- _What is required_: As the answer, give a copy of each line below that includes the word "metal".
%%
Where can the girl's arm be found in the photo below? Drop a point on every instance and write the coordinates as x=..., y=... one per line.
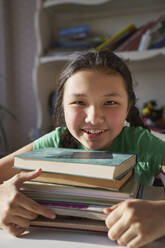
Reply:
x=6, y=163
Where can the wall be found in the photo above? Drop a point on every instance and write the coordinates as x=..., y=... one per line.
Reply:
x=18, y=49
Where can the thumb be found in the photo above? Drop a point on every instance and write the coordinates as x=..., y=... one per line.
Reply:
x=109, y=210
x=26, y=176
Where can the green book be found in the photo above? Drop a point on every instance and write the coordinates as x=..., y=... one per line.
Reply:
x=95, y=164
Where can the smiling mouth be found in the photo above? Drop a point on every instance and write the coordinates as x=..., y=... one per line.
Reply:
x=96, y=131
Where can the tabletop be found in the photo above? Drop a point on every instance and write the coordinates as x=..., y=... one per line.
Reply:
x=55, y=238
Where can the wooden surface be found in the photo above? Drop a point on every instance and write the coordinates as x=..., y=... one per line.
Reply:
x=51, y=238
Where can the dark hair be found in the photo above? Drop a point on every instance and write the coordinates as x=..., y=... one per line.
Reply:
x=103, y=60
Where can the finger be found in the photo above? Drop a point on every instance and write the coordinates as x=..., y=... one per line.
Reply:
x=34, y=207
x=25, y=176
x=14, y=230
x=118, y=229
x=136, y=242
x=107, y=210
x=112, y=218
x=110, y=209
x=126, y=238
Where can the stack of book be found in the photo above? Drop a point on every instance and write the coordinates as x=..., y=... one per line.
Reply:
x=77, y=185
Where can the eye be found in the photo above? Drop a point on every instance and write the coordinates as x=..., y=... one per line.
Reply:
x=110, y=103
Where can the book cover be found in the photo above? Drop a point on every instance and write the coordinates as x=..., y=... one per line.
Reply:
x=68, y=222
x=61, y=193
x=77, y=210
x=96, y=164
x=115, y=184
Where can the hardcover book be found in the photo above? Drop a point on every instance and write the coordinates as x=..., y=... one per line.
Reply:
x=80, y=181
x=67, y=222
x=96, y=164
x=61, y=193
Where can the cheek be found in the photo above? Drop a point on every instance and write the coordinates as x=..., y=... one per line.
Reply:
x=117, y=118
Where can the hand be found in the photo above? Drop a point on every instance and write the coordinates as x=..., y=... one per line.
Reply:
x=16, y=209
x=134, y=223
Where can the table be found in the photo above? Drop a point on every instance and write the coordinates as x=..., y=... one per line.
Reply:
x=55, y=238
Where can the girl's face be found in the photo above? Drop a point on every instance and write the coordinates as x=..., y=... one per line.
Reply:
x=95, y=107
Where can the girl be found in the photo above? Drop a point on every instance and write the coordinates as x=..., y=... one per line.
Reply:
x=95, y=99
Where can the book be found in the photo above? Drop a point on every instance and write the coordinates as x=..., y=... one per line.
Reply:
x=134, y=41
x=122, y=33
x=68, y=222
x=77, y=210
x=115, y=184
x=96, y=164
x=61, y=193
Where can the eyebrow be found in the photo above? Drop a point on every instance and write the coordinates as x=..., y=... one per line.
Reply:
x=112, y=94
x=84, y=95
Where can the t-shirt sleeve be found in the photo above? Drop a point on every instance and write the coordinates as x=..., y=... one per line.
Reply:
x=151, y=150
x=51, y=139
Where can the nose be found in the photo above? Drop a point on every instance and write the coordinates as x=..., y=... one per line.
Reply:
x=94, y=115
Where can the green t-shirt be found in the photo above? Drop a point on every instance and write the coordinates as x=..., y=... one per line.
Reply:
x=149, y=149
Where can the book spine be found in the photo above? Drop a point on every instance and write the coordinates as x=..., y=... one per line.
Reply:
x=125, y=46
x=159, y=44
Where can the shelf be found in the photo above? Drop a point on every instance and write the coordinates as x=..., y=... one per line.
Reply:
x=50, y=3
x=133, y=55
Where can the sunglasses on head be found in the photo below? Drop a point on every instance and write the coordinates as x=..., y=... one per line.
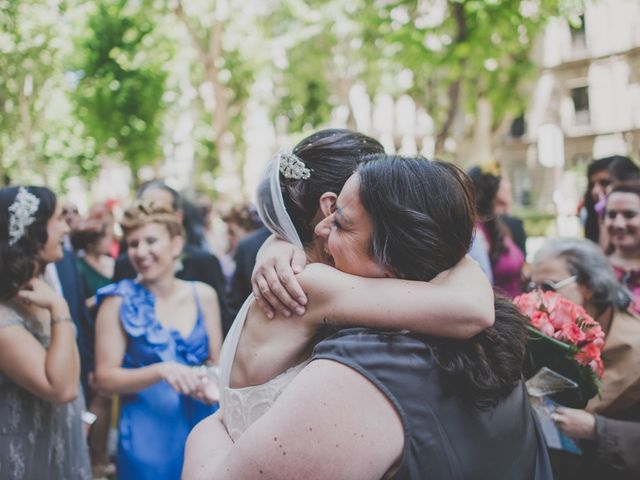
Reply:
x=551, y=286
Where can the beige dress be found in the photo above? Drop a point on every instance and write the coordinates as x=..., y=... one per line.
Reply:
x=620, y=388
x=38, y=439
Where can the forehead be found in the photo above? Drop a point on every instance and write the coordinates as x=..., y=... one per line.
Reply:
x=622, y=200
x=600, y=176
x=550, y=269
x=149, y=230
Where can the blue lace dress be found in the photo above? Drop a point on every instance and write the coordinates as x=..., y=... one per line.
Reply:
x=155, y=422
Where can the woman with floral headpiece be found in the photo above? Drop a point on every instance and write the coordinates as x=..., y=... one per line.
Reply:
x=263, y=352
x=41, y=433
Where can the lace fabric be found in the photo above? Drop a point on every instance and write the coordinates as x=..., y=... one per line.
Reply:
x=243, y=406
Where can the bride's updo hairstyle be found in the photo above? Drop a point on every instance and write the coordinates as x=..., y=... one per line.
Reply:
x=143, y=212
x=423, y=216
x=331, y=156
x=19, y=261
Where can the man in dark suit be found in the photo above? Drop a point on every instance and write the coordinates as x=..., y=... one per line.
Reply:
x=63, y=276
x=196, y=264
x=245, y=259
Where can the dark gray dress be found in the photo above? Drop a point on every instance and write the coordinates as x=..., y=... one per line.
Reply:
x=445, y=437
x=38, y=439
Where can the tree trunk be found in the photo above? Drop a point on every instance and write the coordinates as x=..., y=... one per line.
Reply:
x=224, y=142
x=454, y=90
x=481, y=150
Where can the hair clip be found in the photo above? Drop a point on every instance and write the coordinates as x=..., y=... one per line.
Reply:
x=21, y=214
x=292, y=167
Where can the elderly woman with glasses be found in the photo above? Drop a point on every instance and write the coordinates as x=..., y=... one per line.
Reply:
x=579, y=271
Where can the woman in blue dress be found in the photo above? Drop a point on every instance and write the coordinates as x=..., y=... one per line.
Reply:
x=150, y=334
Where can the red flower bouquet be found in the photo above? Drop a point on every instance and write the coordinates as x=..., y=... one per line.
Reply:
x=564, y=338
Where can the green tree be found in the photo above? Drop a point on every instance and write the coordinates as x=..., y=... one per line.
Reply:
x=30, y=52
x=468, y=57
x=120, y=82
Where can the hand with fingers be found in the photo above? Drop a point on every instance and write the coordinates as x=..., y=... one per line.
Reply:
x=274, y=283
x=574, y=423
x=182, y=378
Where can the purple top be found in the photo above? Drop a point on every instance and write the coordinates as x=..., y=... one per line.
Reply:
x=631, y=280
x=508, y=269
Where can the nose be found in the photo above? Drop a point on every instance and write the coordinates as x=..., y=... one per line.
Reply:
x=618, y=221
x=142, y=249
x=323, y=228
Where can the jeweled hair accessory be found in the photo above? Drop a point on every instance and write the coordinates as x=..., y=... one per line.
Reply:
x=22, y=214
x=291, y=166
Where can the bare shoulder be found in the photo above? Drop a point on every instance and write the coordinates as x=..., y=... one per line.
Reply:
x=110, y=307
x=206, y=294
x=318, y=277
x=355, y=430
x=9, y=315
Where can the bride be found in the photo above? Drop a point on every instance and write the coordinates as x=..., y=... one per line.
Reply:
x=376, y=404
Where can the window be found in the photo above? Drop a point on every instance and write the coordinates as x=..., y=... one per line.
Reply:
x=518, y=127
x=578, y=34
x=580, y=97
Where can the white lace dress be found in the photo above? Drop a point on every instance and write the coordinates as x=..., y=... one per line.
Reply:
x=38, y=439
x=242, y=406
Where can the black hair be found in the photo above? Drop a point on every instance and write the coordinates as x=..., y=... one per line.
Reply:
x=332, y=155
x=20, y=262
x=621, y=169
x=486, y=189
x=423, y=215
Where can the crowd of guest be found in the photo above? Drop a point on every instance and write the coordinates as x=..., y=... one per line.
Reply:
x=125, y=312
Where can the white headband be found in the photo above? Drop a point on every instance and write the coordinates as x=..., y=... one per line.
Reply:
x=291, y=166
x=21, y=214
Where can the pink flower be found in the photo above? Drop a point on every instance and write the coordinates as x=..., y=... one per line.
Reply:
x=558, y=317
x=570, y=332
x=540, y=320
x=527, y=303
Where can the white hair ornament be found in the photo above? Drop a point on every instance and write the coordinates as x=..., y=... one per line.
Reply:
x=291, y=166
x=21, y=214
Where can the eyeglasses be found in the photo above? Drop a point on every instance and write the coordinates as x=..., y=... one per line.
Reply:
x=550, y=286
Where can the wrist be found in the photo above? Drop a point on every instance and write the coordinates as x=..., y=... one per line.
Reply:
x=59, y=319
x=59, y=309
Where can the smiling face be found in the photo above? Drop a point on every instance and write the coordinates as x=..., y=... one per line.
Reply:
x=555, y=270
x=152, y=250
x=57, y=228
x=347, y=234
x=622, y=220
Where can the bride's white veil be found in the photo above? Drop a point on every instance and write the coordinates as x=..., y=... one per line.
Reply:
x=270, y=203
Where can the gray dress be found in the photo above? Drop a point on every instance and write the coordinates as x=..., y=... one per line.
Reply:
x=38, y=439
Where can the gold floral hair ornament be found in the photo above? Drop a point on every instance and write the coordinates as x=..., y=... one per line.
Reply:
x=490, y=167
x=22, y=214
x=291, y=166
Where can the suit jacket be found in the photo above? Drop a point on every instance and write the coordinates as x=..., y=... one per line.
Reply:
x=73, y=292
x=516, y=228
x=245, y=259
x=197, y=265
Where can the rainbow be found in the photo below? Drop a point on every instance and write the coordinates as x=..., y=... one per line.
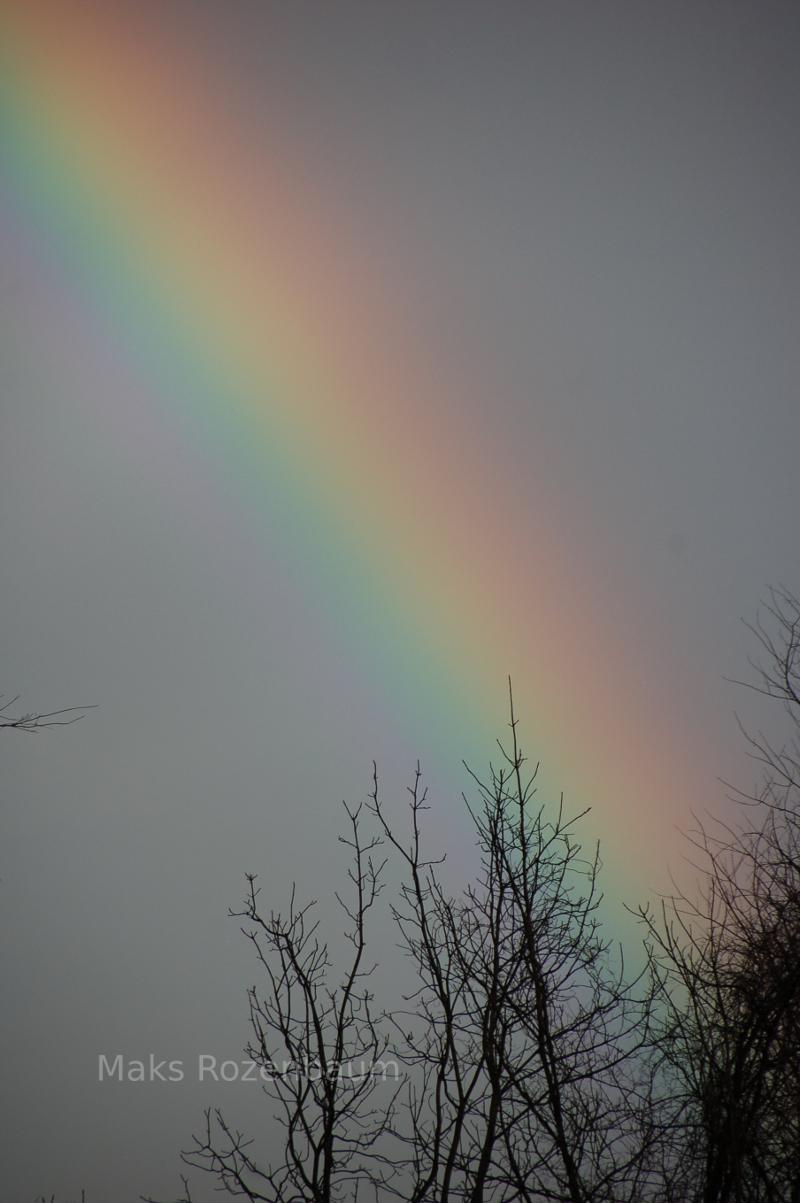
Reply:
x=249, y=310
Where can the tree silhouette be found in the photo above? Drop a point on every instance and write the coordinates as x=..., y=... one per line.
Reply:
x=728, y=960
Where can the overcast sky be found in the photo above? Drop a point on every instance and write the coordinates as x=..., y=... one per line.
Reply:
x=594, y=206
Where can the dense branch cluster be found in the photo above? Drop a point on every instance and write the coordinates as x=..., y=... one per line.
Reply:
x=534, y=1066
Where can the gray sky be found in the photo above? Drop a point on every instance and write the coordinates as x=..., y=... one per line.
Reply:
x=594, y=206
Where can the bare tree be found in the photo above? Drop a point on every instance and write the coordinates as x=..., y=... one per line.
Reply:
x=525, y=1042
x=316, y=1043
x=37, y=721
x=728, y=960
x=525, y=1048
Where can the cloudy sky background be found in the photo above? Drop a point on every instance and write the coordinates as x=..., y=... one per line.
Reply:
x=587, y=217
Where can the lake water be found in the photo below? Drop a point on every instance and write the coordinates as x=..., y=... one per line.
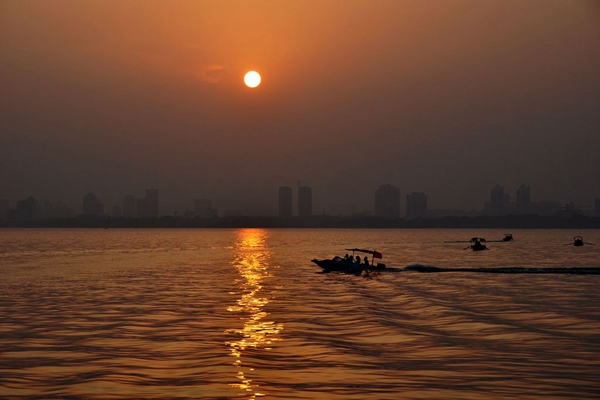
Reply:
x=243, y=313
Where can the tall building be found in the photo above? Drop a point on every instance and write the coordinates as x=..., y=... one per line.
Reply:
x=387, y=201
x=523, y=200
x=203, y=208
x=285, y=202
x=304, y=201
x=92, y=206
x=497, y=200
x=129, y=206
x=416, y=205
x=148, y=206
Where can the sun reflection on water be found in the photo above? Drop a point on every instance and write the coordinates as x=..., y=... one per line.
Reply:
x=257, y=333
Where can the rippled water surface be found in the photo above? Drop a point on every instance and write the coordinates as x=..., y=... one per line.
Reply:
x=218, y=314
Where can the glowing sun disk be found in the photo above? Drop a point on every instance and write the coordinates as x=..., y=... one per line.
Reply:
x=252, y=79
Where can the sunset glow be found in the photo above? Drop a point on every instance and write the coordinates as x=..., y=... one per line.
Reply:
x=252, y=79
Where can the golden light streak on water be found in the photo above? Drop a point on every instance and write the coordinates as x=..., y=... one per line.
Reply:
x=257, y=333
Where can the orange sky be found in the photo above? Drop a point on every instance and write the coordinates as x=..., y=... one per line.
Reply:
x=446, y=97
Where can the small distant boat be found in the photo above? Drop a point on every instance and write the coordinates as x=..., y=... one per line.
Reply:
x=578, y=242
x=477, y=244
x=507, y=237
x=351, y=263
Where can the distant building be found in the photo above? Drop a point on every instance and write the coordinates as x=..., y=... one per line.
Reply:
x=498, y=200
x=304, y=201
x=523, y=200
x=148, y=206
x=416, y=205
x=285, y=202
x=203, y=208
x=129, y=206
x=387, y=201
x=92, y=206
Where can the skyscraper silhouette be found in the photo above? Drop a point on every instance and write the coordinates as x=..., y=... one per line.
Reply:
x=285, y=202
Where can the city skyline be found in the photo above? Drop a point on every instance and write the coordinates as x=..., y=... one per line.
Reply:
x=445, y=98
x=387, y=202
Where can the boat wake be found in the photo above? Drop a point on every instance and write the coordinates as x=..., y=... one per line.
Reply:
x=508, y=270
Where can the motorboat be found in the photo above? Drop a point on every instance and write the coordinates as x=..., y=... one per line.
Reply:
x=352, y=263
x=578, y=242
x=477, y=244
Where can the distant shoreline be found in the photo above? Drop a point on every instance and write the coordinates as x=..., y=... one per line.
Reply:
x=315, y=222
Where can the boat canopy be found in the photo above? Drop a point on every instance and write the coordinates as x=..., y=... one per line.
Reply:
x=376, y=254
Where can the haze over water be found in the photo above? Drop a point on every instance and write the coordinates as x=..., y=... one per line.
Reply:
x=244, y=314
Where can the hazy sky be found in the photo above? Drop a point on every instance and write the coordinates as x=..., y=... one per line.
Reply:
x=447, y=97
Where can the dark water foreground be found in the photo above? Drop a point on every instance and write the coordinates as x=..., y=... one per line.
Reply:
x=508, y=270
x=244, y=314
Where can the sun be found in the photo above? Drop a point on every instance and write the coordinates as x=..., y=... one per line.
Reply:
x=252, y=79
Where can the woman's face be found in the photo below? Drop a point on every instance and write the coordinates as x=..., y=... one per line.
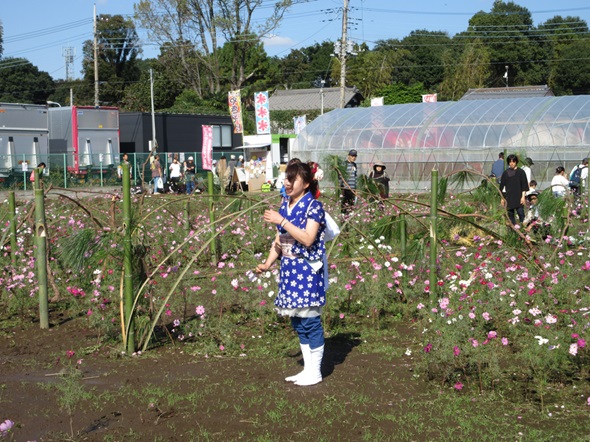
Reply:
x=296, y=188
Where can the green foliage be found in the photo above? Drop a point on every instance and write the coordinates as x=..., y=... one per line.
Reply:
x=21, y=82
x=399, y=93
x=118, y=66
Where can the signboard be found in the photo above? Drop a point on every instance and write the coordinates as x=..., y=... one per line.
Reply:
x=207, y=148
x=235, y=110
x=262, y=113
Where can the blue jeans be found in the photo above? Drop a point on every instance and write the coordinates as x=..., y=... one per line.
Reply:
x=310, y=331
x=190, y=184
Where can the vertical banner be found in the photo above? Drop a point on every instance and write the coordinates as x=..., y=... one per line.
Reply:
x=234, y=101
x=207, y=148
x=430, y=98
x=377, y=101
x=262, y=112
x=299, y=123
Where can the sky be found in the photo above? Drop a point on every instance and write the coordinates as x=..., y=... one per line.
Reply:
x=40, y=30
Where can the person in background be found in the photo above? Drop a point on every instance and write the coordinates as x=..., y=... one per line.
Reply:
x=380, y=177
x=299, y=243
x=124, y=160
x=157, y=175
x=348, y=187
x=498, y=167
x=231, y=165
x=583, y=175
x=41, y=167
x=175, y=175
x=189, y=175
x=514, y=188
x=559, y=183
x=532, y=187
x=528, y=162
x=532, y=221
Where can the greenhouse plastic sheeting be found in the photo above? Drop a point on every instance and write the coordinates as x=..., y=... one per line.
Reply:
x=412, y=139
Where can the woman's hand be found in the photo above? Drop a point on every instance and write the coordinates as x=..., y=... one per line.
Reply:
x=262, y=267
x=273, y=217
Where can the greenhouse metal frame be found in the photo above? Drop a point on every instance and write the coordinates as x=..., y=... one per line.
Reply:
x=412, y=139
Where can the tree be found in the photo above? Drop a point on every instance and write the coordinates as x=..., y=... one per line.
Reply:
x=399, y=93
x=24, y=83
x=424, y=51
x=199, y=25
x=371, y=71
x=307, y=67
x=571, y=75
x=465, y=67
x=118, y=49
x=137, y=96
x=505, y=30
x=1, y=39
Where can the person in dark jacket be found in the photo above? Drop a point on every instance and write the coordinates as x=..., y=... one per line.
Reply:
x=348, y=187
x=514, y=186
x=381, y=179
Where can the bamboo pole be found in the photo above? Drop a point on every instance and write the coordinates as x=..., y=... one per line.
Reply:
x=212, y=215
x=12, y=210
x=402, y=234
x=433, y=229
x=40, y=250
x=127, y=259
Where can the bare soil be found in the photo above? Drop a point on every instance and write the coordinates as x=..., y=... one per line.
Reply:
x=167, y=394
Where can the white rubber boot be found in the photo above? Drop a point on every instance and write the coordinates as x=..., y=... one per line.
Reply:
x=312, y=374
x=305, y=351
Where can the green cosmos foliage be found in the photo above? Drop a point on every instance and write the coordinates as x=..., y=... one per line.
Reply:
x=494, y=315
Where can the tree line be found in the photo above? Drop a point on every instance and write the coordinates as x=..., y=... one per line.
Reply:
x=208, y=47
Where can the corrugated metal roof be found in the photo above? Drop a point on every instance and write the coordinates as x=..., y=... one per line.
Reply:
x=507, y=92
x=310, y=99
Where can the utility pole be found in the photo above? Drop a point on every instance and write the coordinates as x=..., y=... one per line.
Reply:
x=154, y=142
x=96, y=103
x=343, y=48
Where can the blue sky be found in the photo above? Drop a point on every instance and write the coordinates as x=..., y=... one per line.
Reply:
x=39, y=29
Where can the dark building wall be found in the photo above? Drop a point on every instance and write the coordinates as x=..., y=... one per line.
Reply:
x=174, y=132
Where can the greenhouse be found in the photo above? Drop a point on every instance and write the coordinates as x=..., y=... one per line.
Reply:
x=412, y=139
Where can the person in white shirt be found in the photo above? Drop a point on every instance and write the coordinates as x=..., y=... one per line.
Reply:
x=175, y=176
x=528, y=162
x=583, y=175
x=559, y=183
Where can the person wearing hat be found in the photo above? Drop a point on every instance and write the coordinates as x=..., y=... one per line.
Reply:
x=380, y=177
x=532, y=221
x=189, y=175
x=498, y=167
x=579, y=177
x=348, y=186
x=528, y=162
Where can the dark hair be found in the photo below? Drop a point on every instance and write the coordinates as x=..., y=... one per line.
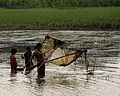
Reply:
x=38, y=45
x=13, y=51
x=47, y=37
x=28, y=48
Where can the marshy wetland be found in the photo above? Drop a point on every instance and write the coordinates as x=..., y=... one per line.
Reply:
x=103, y=53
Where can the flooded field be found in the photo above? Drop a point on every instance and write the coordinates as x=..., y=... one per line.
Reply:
x=103, y=56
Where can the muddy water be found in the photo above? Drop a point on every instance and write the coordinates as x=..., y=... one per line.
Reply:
x=103, y=53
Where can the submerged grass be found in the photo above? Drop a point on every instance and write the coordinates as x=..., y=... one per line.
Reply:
x=92, y=18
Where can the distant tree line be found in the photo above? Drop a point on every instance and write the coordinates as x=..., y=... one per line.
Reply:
x=57, y=3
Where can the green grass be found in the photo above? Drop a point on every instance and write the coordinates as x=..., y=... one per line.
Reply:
x=57, y=3
x=92, y=18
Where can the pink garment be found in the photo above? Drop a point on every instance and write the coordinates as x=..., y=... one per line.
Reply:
x=13, y=63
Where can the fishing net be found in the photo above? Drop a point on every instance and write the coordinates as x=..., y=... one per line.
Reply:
x=64, y=57
x=49, y=45
x=52, y=50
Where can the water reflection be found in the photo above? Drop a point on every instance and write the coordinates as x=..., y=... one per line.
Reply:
x=103, y=53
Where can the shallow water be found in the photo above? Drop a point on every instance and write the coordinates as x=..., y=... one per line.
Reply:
x=103, y=53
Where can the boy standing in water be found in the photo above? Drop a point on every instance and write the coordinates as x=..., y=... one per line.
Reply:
x=27, y=56
x=13, y=61
x=40, y=59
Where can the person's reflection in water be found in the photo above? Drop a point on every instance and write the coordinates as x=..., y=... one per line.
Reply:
x=40, y=82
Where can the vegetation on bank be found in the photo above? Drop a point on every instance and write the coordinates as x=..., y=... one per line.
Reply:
x=92, y=18
x=57, y=3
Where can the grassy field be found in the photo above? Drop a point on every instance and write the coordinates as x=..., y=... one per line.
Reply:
x=92, y=18
x=57, y=3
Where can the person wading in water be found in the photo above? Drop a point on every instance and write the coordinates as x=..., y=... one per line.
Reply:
x=27, y=56
x=40, y=60
x=13, y=61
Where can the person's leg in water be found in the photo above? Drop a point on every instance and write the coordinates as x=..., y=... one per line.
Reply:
x=41, y=71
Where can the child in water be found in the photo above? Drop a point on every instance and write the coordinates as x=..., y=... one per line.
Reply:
x=27, y=56
x=13, y=61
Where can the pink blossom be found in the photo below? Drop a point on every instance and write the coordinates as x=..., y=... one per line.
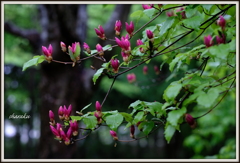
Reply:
x=115, y=65
x=221, y=22
x=131, y=77
x=98, y=106
x=113, y=134
x=145, y=7
x=63, y=46
x=208, y=41
x=100, y=32
x=118, y=27
x=129, y=28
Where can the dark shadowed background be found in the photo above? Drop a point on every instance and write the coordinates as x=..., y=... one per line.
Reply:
x=39, y=89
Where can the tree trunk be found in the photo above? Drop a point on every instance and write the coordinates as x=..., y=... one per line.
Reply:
x=62, y=84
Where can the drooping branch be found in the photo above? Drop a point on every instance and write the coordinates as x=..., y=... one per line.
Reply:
x=31, y=35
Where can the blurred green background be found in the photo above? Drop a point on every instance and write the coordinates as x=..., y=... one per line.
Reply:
x=214, y=137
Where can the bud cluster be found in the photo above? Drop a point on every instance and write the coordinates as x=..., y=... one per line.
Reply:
x=221, y=39
x=98, y=112
x=64, y=114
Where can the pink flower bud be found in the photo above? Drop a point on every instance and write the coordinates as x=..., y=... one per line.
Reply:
x=114, y=135
x=208, y=41
x=67, y=112
x=115, y=65
x=74, y=127
x=118, y=42
x=65, y=137
x=61, y=113
x=86, y=48
x=125, y=57
x=139, y=42
x=74, y=47
x=183, y=13
x=56, y=132
x=145, y=7
x=156, y=69
x=98, y=115
x=220, y=40
x=47, y=52
x=139, y=126
x=149, y=34
x=63, y=46
x=221, y=22
x=98, y=106
x=138, y=123
x=51, y=115
x=190, y=120
x=170, y=13
x=58, y=127
x=118, y=27
x=130, y=28
x=131, y=77
x=126, y=46
x=100, y=50
x=100, y=32
x=145, y=70
x=132, y=130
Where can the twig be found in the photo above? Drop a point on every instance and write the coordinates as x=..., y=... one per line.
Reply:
x=218, y=101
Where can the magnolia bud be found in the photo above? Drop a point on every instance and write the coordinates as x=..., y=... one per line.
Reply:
x=190, y=120
x=114, y=135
%%
- _Result for this exercise_:
Where can the greenhouse metal frame be found in the photo above? Drop a point on every instance and write the coordinates as x=..., y=... one per line.
Where can the corrugated metal roof be found in the photo above? Drop a point on every instance and write the coordinates as x=..., y=... one per line.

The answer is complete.